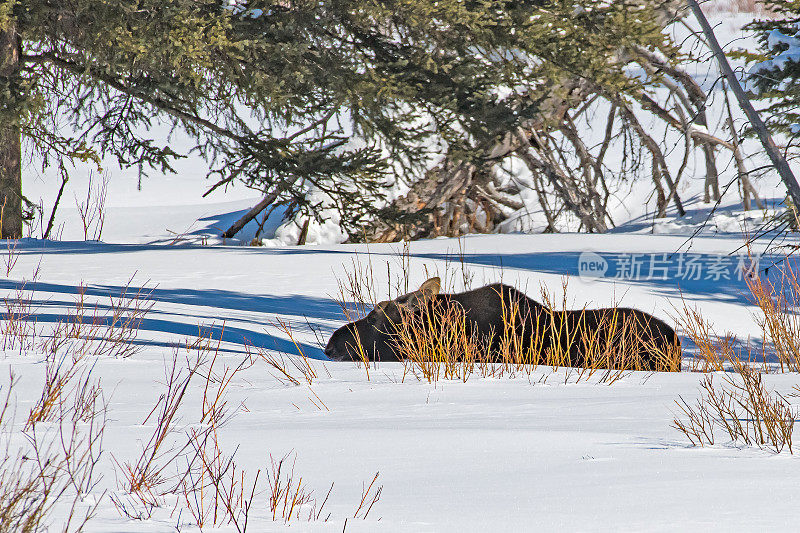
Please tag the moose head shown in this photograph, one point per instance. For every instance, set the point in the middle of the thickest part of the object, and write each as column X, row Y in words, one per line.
column 371, row 337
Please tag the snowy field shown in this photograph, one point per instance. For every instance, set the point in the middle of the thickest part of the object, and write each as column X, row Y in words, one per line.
column 525, row 453
column 538, row 451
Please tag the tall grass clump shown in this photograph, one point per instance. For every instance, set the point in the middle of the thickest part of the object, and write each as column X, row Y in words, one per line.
column 743, row 408
column 439, row 343
column 779, row 303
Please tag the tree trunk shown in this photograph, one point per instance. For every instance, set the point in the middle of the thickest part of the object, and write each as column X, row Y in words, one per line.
column 778, row 161
column 10, row 147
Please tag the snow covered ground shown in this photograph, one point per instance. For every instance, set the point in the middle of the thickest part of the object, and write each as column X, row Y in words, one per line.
column 509, row 454
column 537, row 452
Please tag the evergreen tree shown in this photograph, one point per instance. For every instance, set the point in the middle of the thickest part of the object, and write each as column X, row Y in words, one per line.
column 775, row 69
column 337, row 96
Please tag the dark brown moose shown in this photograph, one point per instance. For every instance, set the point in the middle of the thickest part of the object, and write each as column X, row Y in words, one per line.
column 633, row 338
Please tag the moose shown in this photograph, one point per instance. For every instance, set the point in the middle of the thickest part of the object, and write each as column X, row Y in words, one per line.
column 627, row 334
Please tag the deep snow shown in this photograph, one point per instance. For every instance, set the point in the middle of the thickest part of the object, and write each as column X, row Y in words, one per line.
column 537, row 452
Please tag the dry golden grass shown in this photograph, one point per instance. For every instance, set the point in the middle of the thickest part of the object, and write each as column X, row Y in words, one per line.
column 438, row 344
column 742, row 408
column 779, row 303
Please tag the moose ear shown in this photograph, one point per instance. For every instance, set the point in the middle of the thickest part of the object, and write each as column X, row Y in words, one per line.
column 431, row 288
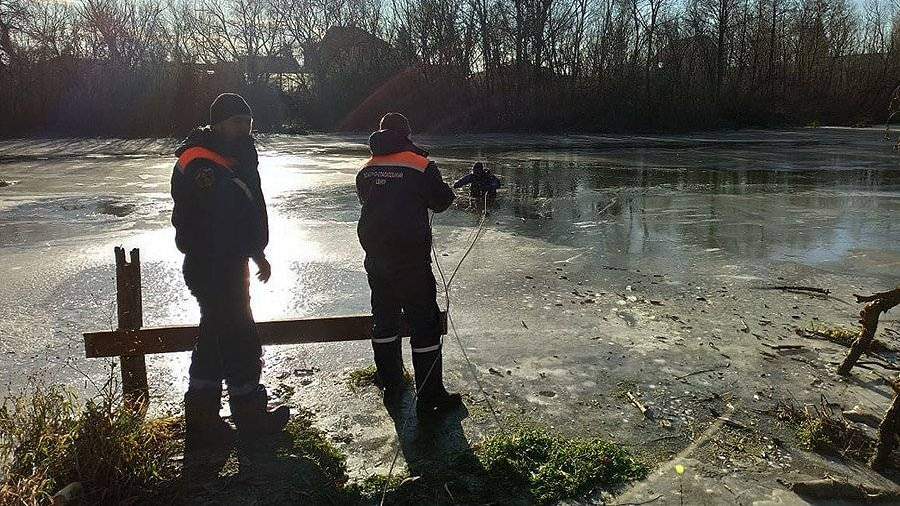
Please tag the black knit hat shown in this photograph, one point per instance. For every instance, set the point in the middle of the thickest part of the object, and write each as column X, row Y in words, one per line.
column 396, row 122
column 227, row 105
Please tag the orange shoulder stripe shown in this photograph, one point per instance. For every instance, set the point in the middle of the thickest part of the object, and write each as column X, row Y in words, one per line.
column 402, row 159
column 196, row 152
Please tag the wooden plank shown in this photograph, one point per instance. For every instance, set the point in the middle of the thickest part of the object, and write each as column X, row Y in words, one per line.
column 131, row 317
column 176, row 339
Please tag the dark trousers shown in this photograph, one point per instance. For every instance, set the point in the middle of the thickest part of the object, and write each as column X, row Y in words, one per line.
column 228, row 347
column 409, row 288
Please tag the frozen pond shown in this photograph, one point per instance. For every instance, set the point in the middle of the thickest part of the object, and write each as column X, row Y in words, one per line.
column 824, row 198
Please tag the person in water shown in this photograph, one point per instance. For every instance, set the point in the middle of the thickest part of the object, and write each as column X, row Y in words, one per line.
column 482, row 183
column 397, row 187
column 220, row 222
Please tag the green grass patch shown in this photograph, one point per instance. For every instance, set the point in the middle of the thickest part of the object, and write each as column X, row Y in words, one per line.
column 824, row 431
column 49, row 439
column 834, row 333
column 553, row 467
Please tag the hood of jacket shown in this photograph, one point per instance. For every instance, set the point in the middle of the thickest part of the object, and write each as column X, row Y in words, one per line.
column 386, row 142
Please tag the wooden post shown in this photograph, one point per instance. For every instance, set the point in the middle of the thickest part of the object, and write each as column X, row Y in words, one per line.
column 888, row 430
column 131, row 317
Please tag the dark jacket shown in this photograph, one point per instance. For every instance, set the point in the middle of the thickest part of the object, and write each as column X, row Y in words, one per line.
column 396, row 188
column 220, row 211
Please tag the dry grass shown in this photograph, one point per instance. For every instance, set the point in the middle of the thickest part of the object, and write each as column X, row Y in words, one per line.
column 48, row 439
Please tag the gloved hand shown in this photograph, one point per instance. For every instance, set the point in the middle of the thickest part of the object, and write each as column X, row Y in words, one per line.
column 265, row 269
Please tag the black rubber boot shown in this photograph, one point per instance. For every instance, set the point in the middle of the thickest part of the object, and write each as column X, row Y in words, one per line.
column 202, row 424
column 390, row 376
column 252, row 416
column 433, row 399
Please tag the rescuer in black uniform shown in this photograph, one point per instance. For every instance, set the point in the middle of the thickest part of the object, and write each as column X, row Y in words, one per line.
column 483, row 183
column 397, row 187
column 220, row 222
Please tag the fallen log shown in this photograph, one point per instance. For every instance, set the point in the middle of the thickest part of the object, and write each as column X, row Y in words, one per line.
column 834, row 489
column 877, row 303
column 812, row 289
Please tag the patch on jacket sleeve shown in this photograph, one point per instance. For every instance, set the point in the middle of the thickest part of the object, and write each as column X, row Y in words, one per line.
column 205, row 179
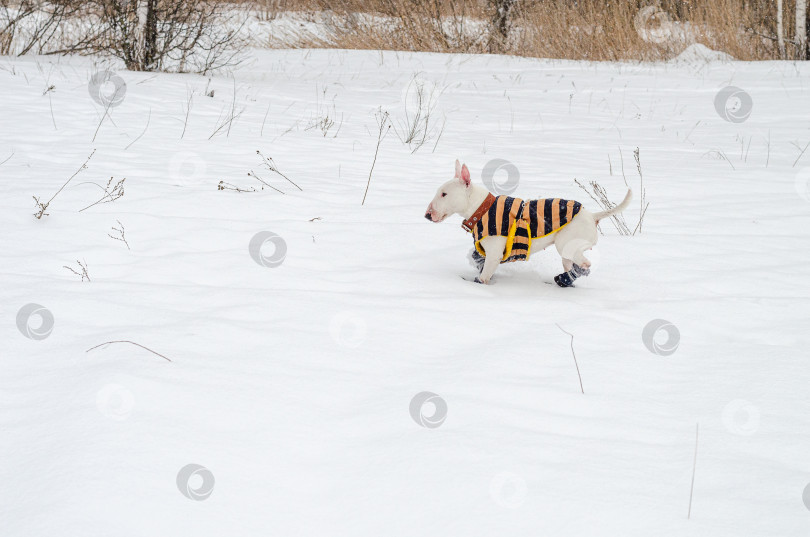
------------------------------
- **Exercise aim**
Where a picture appears in the listing above, skip it and set down all the rest exactly.

- **Solution**
Please tag the moose head shown in this photograph, one point per instance. For every instance, set the point in the middle of the thickest part of the object, and write each as column X, row Y in words, one per line.
column 371, row 337
Please tag the snowy field shown in this photograph, one point per instance. For every instance, set the point in the middle of the thickest part of the object, and write each as column X, row Y in words, one per line.
column 525, row 453
column 538, row 451
Please tag the tall grass clump shown in this photograph, one point per instance. For every instance, set the point in the middle of the thickest part of the object, and write each as column X, row Y in words, one per line.
column 743, row 408
column 439, row 343
column 779, row 303
Please tag the tree trunk shown in this photograph, one point per instance. For every instance, set the point in the middle of the thickest part of the object, and write each as column X, row Y in words, one per line.
column 778, row 161
column 10, row 147
Please tag the snow covered ground shown in this photograph, one point per instance. For every instance, set the point in the middle of the thickest part of the object, and write each as column X, row Y in words, one per line.
column 509, row 454
column 537, row 452
Please tag the evergreen tree shown in this photograph, one point per instance. For every instance, set the point in the middle of the thickest part of the object, and write each as column X, row Y in words, one per line.
column 775, row 69
column 337, row 96
Please tag the dark brown moose shown in this photograph, one point per instance. For every instance, set the point in the middle of the thickest part of the object, and write each as column X, row Y in words, one per line.
column 633, row 338
Please tag the moose shown in this photograph, one point per instance. For every instance, set the point in the middle of the thickest part of the object, and write each as column X, row Y in words, one per line.
column 627, row 334
Please tag the deep snow shown in this photograph, one point per instance. For every instance, set the point in the middle of the thickest part of the object, and write each as column X, row Y in words, one per line.
column 537, row 452
Please tag the dry golden grass shown in this photograph, one point per instance. For every instance, set the point in the middle of the thickest part of the object, and write each as column X, row Y in words, one per line.
column 438, row 344
column 742, row 408
column 779, row 303
Please tag the moose ear shown in this photograph, one point per instance. For every instance, set the point in the middle of the thickest part of the object, and write each as column X, row Y in words, one per line.
column 431, row 288
Please tag the black knit hat shown in this photograph, one point per instance. For every instance, set the point in the middle of the thickest part of the object, and write each as column X, row Y in words, one per line.
column 396, row 122
column 227, row 105
Please tag the orange shoulder stripe shown in this photograph, one point per instance. For every instance, set the point in the middle of the thickest part of the object, and write each as column X, row Y in words, one per line.
column 402, row 159
column 196, row 152
Please tag the wooden plank shown in this photograph, one point per instance. For every instance, set the point in the middle of the thickest part of the object, and write each as column X, row Y in words, one per line.
column 131, row 317
column 176, row 339
Please tag the dark trousers shown in this photograph, one point per instance. For every instance, set the point in the middle of the thickest part of the object, and write each as column X, row Y in words, one per line.
column 228, row 347
column 409, row 288
Please tag the frozen pond shown in this photograph, one point per instance. For every instance, set the point in the middle of the thickest part of the object, and write each as column X, row Y in words, one per line.
column 824, row 198
Please tag the person in water shown in this photograph, one point per instance. For every instance, set the point in the middle of the thickest part of the object, and write each as column X, row Y in words, one per line.
column 482, row 183
column 397, row 187
column 220, row 222
Please tag the green grass patch shown in this photograph, one point per instance. For every instance, set the point in the middle of the thickest part of the object, and write each as column X, row Y in words, one per line.
column 824, row 431
column 49, row 439
column 834, row 333
column 553, row 467
Please tag the hood of jacket shown in this photograph, one point per instance. For every instance, set the point in the middle of the thickest part of the object, and write each as column X, row Y in words, one per line.
column 386, row 142
Please tag the wooden post shown in this photograph, one point per instance. For every instance, set the point in the middle of the thickest part of the object, and write each as column X, row Y in words, one per line.
column 888, row 430
column 131, row 317
Please tag the dark jacket shown in this photograph, one point per instance. For every instance, set the point in the middle of the thickest part of the object, and write each as column X, row Y in words, one per line.
column 396, row 188
column 220, row 211
Please tag the dry grass shown in this photograph, one point per instance. For every instance, set the point in the middle of the thickest part of the object, and write each as column X, row Y in words, one per line.
column 48, row 439
Please tag the gloved hand shown in this photograph, one point per instance. For every instance, set the point in the middle of the thickest part of the object, and write each as column X, row Y in words, one per line.
column 265, row 269
Please tag the black rubber boot shown in this photograph, one point per instance. For every instance, set the point in the middle of the thickest part of the object, and write each as column X, row Y in words, one per line.
column 202, row 424
column 390, row 376
column 252, row 416
column 433, row 399
Please tag the rescuer in black uniform shown in this photograph, one point per instance. For every instance, set the point in the middle of the thickest part of the object, and write each as column X, row Y in words, one per line.
column 483, row 183
column 397, row 187
column 220, row 222
Please tag the fallen log shown in this photograph, one point per instance. For every instance, set the point in the middle of the thickest part of the object, and write each as column X, row Y in words, one per line.
column 834, row 489
column 877, row 303
column 812, row 289
Please tag the patch on jacket sleeve shown in this photograph, one point per instance. For every instance, set the point in the middle of the thickest part of the object, and write each as column X, row Y in words, one per line.
column 205, row 179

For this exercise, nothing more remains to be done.